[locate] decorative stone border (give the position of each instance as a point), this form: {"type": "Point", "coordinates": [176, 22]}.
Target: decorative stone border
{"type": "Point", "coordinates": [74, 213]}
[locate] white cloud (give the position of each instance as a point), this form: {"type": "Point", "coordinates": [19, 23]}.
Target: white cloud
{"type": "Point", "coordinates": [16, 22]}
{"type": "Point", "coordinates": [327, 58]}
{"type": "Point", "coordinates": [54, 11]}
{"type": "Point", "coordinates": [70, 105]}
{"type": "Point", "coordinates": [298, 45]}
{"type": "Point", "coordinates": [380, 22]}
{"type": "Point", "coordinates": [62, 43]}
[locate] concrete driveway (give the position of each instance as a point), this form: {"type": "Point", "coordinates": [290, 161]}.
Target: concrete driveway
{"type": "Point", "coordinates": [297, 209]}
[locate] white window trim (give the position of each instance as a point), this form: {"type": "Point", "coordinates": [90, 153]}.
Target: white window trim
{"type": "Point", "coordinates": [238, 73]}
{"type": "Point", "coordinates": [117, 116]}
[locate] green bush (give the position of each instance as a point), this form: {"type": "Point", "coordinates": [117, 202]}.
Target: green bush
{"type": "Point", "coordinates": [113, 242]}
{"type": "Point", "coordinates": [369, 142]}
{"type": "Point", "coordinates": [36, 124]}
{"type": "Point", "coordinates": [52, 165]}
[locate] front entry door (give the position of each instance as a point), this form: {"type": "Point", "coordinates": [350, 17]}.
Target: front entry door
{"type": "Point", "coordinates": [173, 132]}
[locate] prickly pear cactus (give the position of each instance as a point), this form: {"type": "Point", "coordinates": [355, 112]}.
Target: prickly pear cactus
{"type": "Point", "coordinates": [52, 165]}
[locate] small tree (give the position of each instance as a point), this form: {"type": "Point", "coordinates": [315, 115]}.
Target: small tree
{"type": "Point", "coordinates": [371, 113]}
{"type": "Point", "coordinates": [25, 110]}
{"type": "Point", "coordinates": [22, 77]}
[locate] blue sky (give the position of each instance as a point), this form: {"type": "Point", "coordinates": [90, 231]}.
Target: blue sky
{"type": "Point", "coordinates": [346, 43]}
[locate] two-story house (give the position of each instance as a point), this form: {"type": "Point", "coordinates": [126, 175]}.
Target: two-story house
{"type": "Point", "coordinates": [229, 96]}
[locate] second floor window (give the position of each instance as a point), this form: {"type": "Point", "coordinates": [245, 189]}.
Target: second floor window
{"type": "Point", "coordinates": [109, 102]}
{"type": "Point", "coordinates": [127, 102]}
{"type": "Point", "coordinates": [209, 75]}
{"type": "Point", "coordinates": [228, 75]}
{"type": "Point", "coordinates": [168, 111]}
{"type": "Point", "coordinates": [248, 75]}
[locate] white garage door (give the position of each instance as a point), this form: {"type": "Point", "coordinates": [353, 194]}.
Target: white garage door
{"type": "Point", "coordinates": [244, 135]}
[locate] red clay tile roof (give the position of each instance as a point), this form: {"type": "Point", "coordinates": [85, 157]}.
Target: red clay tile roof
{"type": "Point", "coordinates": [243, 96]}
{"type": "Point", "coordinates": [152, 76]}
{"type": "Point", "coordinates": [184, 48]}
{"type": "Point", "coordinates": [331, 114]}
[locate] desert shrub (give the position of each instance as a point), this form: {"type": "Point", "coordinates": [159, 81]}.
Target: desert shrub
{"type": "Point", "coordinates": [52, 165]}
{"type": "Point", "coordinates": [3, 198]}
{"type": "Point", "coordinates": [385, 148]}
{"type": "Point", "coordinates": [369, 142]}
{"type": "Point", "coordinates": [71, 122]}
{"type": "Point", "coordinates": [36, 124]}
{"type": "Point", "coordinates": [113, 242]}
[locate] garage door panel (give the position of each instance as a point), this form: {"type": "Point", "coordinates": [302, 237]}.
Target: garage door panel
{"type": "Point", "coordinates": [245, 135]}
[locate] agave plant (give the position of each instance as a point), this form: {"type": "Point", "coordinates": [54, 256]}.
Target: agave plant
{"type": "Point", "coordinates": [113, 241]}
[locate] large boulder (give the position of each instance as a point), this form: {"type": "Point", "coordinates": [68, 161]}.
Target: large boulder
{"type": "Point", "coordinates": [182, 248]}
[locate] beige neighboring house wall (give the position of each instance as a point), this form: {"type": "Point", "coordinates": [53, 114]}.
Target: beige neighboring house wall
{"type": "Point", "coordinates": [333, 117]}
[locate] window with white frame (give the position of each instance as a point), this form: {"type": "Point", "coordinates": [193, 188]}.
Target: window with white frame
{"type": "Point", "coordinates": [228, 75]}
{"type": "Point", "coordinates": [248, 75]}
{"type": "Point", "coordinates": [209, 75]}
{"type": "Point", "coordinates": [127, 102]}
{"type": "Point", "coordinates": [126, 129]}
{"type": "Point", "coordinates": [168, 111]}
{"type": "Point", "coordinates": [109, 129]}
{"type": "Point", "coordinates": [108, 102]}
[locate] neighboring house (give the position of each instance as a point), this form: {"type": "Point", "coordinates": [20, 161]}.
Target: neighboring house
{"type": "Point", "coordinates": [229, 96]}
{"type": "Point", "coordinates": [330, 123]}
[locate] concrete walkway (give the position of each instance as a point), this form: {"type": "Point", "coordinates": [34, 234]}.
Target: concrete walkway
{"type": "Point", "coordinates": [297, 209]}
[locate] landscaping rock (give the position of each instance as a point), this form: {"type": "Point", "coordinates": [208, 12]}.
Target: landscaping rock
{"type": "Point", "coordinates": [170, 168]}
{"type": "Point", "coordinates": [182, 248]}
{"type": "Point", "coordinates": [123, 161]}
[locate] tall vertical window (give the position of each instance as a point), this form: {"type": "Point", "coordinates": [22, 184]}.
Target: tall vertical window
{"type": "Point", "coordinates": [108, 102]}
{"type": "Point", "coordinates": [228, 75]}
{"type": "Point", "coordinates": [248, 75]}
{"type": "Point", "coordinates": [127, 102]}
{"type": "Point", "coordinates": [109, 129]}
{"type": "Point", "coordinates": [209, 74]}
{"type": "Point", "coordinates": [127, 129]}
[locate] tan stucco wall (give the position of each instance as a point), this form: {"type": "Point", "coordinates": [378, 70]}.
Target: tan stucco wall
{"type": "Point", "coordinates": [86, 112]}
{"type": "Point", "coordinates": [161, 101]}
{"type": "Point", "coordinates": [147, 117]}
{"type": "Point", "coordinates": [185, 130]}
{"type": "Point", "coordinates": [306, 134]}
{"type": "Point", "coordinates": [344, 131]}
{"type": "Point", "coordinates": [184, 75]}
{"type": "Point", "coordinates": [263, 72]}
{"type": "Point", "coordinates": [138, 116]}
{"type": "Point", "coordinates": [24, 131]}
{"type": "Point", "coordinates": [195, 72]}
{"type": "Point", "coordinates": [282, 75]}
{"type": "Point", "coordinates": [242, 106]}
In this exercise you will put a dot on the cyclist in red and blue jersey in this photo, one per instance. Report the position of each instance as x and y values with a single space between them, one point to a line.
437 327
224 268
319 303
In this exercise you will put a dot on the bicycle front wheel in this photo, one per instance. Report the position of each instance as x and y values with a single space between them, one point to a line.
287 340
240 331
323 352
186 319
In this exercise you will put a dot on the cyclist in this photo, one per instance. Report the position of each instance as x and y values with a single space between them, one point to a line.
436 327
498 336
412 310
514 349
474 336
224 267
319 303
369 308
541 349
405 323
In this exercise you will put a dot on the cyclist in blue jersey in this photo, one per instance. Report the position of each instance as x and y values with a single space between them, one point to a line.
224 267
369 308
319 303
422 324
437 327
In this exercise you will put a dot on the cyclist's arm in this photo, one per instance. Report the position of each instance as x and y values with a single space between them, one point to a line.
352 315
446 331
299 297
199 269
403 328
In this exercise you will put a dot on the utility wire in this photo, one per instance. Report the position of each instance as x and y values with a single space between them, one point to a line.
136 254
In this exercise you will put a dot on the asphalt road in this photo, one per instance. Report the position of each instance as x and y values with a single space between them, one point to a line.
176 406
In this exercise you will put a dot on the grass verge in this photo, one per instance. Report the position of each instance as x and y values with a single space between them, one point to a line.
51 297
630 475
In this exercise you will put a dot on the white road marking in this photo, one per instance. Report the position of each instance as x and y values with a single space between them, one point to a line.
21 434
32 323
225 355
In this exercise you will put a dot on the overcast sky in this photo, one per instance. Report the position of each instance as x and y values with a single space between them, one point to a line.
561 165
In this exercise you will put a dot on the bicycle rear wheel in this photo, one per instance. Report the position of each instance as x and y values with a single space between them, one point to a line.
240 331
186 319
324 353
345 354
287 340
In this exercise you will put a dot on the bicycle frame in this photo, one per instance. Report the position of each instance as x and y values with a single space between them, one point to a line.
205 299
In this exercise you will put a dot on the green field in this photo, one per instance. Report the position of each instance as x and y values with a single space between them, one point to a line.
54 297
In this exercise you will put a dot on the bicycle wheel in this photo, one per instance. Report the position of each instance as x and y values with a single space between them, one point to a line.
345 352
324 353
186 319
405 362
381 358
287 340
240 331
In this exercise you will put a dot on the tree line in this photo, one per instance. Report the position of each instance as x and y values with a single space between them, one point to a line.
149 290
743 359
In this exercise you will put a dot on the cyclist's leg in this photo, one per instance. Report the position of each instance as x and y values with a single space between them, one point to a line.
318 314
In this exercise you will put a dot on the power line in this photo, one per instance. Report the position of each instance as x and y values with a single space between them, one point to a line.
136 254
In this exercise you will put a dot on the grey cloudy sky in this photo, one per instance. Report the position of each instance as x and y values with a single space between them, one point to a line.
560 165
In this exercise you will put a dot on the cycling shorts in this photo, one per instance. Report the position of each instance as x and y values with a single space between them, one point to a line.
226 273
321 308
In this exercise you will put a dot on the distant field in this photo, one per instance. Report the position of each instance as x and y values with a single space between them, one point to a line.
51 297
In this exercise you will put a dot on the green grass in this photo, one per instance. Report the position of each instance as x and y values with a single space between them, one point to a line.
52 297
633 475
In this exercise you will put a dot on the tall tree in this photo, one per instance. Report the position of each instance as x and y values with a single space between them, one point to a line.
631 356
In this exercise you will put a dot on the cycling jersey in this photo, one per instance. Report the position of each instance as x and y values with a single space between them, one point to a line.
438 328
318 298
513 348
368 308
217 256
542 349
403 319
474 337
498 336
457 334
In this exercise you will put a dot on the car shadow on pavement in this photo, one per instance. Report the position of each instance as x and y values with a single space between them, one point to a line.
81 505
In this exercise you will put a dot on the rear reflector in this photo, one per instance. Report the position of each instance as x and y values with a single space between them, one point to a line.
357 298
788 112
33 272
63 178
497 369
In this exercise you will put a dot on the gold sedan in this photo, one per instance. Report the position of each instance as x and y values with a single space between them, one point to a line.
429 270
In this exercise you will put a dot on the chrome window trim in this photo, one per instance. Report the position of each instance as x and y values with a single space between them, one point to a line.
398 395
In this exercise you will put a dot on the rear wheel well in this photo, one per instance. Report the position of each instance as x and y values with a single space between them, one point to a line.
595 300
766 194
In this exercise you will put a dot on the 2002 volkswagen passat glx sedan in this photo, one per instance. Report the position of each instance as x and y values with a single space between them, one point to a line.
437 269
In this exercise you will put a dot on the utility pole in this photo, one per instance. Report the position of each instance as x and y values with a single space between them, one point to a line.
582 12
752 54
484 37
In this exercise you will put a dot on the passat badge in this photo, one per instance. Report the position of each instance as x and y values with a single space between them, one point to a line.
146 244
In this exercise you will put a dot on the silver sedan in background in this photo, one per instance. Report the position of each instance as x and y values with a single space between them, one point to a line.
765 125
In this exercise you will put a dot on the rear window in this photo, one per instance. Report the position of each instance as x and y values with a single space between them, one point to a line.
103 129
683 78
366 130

==================================================

### DESCRIPTION OF THE TASK
Nothing but the lines from the one with "In this exercise you will put a dot on the silver" through the end of the data above should be repeated, each exactly as it stands.

### ANSWER TO THE EXERCISE
In this exercise you will put a dot on the silver sedan in background in this photo, one per instance. Report the position of each instance as x and y values with a single space between them, one point to a line.
765 125
In this exercise you will put a dot on the rear window in this photo, one per instance. Report the position of each instance as x and y values with a single space between them, one point to a line.
103 129
683 78
366 130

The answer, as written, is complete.